ACTION ITEM |
Look for "Every instance of the van" in the entries below. Write out that line and all later lines exactly, ending with the final one.

MATERIAL FOR THE TASK |

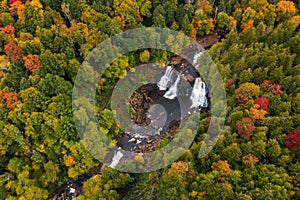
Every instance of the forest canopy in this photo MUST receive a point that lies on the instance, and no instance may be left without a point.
(44, 42)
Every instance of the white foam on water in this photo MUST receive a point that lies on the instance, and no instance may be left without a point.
(198, 96)
(172, 92)
(116, 159)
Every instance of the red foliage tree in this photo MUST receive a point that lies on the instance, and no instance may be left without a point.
(277, 89)
(292, 140)
(32, 62)
(266, 84)
(9, 30)
(13, 51)
(229, 83)
(263, 102)
(245, 127)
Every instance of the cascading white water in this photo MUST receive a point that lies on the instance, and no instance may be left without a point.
(198, 96)
(172, 92)
(166, 79)
(116, 159)
(195, 59)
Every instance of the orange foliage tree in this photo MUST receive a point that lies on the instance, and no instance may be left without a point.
(32, 62)
(250, 160)
(245, 127)
(13, 51)
(223, 167)
(11, 99)
(246, 92)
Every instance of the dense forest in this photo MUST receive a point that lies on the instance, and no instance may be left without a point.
(42, 46)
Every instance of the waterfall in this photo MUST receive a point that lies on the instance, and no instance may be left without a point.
(166, 79)
(172, 92)
(117, 157)
(198, 96)
(195, 59)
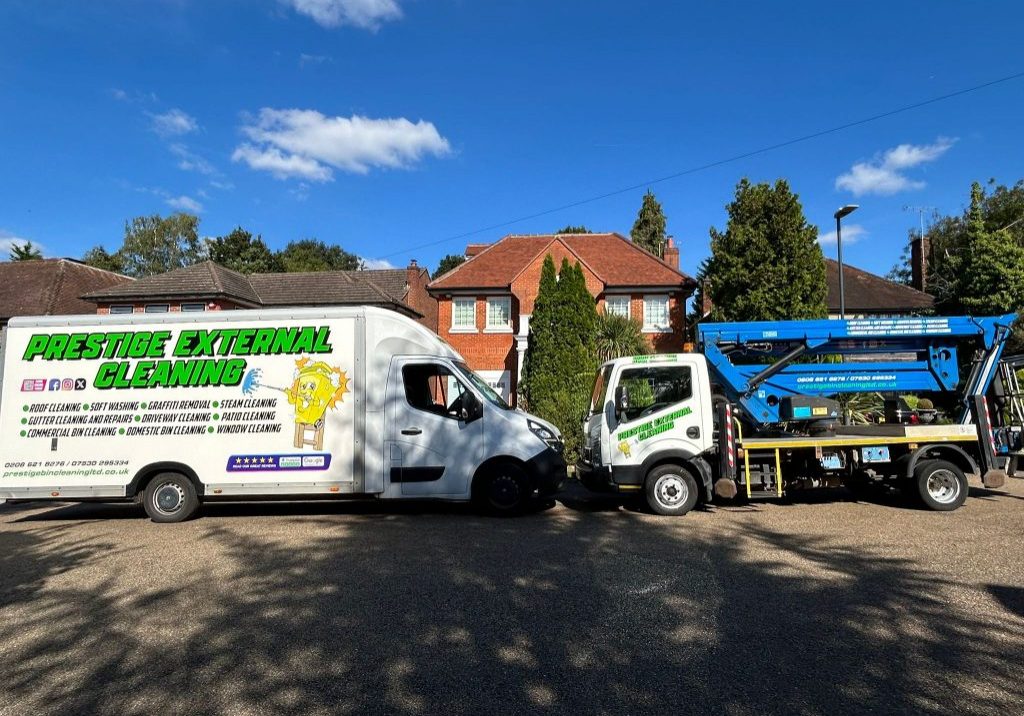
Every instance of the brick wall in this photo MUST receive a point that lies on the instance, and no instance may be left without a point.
(482, 350)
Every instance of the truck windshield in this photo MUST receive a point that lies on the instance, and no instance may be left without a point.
(600, 390)
(481, 385)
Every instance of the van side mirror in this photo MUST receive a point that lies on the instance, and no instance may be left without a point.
(472, 409)
(622, 398)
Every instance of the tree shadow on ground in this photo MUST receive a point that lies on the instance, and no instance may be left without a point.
(430, 612)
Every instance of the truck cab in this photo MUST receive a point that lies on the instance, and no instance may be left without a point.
(650, 429)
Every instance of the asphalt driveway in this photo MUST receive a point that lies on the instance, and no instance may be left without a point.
(827, 606)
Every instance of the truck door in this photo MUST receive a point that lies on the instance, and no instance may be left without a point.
(664, 413)
(432, 448)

ANSWER |
Every instance of the van side mirror in this photo MUST receive a point that lies on the instance, and no instance may be left without a point.
(472, 409)
(622, 398)
Every instance of the tree shadow on ground in this photo MUST receive a point that lies on the instance, and no instance may be left without a point.
(430, 612)
Every instance of the truck cab in this photo MUST receive a point that lies on the instance, and no instance may be left without a point.
(650, 429)
Every instance of the asphalt driveway in this photo MUST receive a point that lies on the instance, and no instance may be left without a point.
(827, 606)
Every instance of the truck door in this photo MUST receive a point that lies on the instance, and no instance may be left without a point.
(664, 413)
(432, 448)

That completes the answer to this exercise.